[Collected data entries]
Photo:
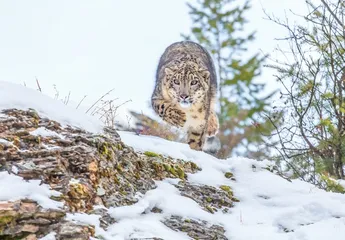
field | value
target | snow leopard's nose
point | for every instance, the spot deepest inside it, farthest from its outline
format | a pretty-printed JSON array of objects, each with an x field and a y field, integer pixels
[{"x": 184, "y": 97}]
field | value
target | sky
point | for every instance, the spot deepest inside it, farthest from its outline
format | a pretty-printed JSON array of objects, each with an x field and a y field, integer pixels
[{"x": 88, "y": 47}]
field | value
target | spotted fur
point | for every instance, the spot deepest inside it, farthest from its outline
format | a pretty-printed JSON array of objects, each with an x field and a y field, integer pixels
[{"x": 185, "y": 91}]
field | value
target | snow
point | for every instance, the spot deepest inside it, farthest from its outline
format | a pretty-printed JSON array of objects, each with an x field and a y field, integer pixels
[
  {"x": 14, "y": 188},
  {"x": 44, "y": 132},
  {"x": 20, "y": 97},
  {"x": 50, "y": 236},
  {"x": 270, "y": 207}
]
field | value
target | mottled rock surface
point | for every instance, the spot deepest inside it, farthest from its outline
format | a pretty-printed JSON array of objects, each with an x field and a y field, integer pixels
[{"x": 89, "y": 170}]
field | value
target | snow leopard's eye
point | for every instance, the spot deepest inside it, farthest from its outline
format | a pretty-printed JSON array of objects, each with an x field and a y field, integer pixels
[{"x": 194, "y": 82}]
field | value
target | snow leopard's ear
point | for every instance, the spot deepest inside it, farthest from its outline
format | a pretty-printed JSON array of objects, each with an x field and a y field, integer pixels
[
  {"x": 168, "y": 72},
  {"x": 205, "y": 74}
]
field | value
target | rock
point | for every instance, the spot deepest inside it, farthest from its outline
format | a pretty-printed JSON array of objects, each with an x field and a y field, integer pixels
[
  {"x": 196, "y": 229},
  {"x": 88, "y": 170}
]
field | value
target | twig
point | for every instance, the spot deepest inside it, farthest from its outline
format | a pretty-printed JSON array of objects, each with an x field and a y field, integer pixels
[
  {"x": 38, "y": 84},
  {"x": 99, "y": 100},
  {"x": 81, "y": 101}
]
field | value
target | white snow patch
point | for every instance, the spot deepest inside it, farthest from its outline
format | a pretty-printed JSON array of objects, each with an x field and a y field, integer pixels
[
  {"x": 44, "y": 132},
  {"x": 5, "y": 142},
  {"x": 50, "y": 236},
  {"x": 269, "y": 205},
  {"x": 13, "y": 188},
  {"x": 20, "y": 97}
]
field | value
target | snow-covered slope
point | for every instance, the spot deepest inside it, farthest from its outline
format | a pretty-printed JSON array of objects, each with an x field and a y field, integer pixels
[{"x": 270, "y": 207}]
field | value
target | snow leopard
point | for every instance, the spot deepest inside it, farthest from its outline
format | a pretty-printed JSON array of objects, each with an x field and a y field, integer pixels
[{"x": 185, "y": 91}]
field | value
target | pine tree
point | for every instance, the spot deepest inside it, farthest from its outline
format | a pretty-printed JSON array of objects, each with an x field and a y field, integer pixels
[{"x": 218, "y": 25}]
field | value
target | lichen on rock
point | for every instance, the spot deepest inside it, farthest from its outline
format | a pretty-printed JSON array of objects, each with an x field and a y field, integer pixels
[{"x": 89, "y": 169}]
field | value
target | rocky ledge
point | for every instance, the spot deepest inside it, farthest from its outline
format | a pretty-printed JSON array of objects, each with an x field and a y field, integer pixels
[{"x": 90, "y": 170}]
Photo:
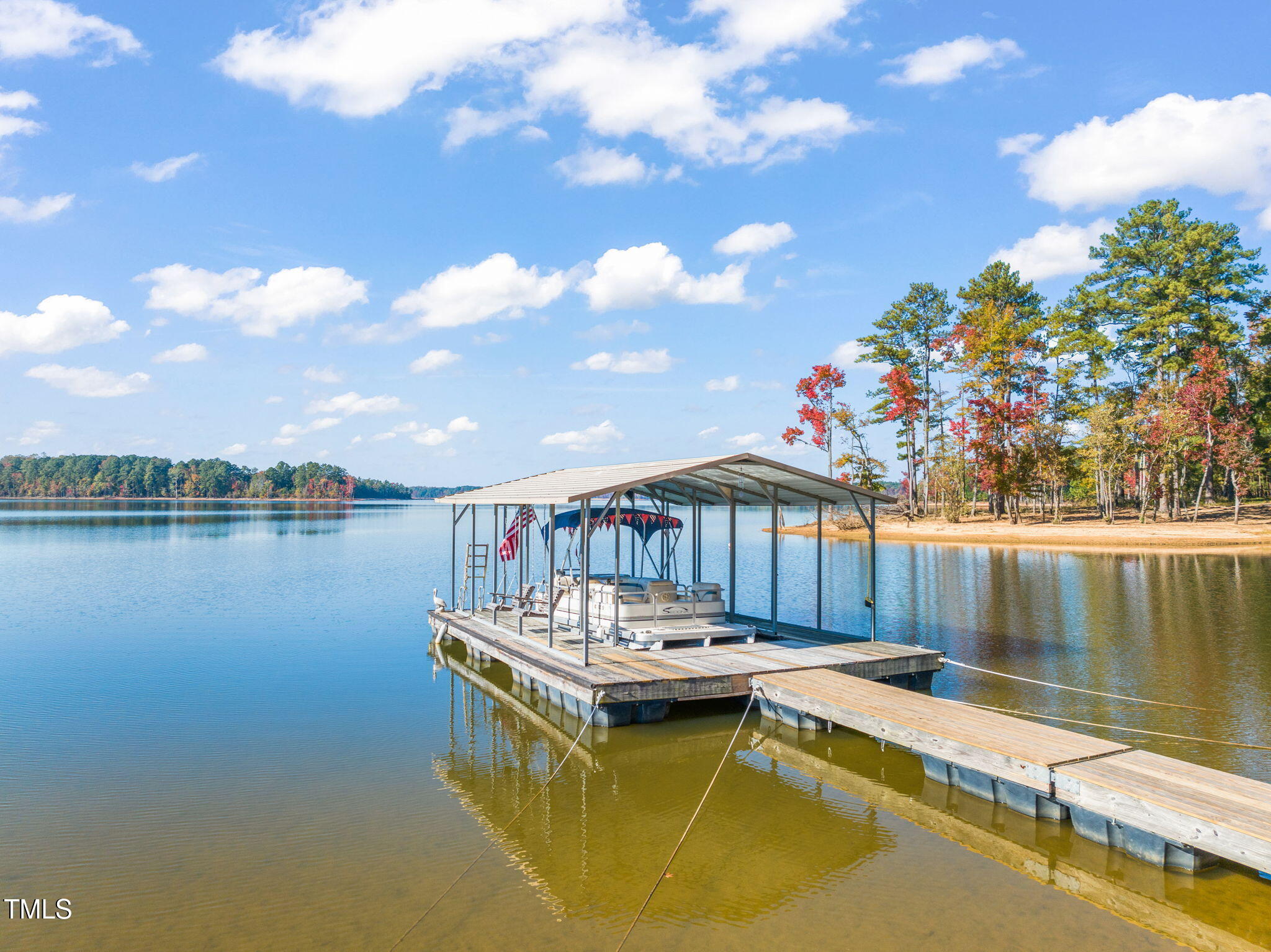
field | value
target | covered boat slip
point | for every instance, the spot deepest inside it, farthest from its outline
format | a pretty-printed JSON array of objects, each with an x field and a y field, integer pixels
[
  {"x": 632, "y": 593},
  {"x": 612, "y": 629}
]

---

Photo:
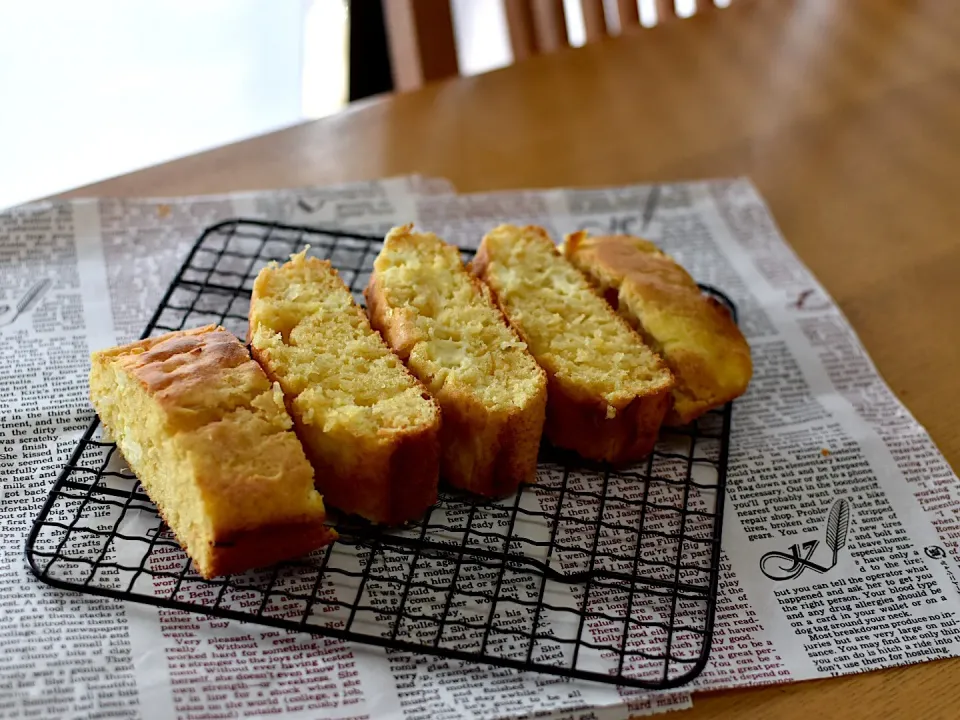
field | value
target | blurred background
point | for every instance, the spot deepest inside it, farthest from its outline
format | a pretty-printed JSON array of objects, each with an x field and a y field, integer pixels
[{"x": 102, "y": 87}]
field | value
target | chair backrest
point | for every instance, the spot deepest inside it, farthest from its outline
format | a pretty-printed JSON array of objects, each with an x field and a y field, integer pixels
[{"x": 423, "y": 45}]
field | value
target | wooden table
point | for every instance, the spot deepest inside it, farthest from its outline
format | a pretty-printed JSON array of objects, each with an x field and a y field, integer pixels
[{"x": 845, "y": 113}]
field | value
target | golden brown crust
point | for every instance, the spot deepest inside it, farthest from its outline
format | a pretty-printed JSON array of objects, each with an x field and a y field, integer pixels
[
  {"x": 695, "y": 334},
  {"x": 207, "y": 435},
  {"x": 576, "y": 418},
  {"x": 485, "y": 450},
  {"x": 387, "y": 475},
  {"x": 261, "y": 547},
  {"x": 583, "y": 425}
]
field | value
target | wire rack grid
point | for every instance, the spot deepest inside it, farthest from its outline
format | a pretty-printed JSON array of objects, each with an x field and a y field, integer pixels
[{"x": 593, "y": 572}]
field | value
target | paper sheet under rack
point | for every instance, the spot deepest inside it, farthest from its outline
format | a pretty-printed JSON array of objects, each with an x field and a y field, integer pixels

(PROBLEM): Find every line in the items that contains the word "rack" and copy each of those lines.

(EXPECTED ANSWER):
target | wire rack grid
target | paper sheet under rack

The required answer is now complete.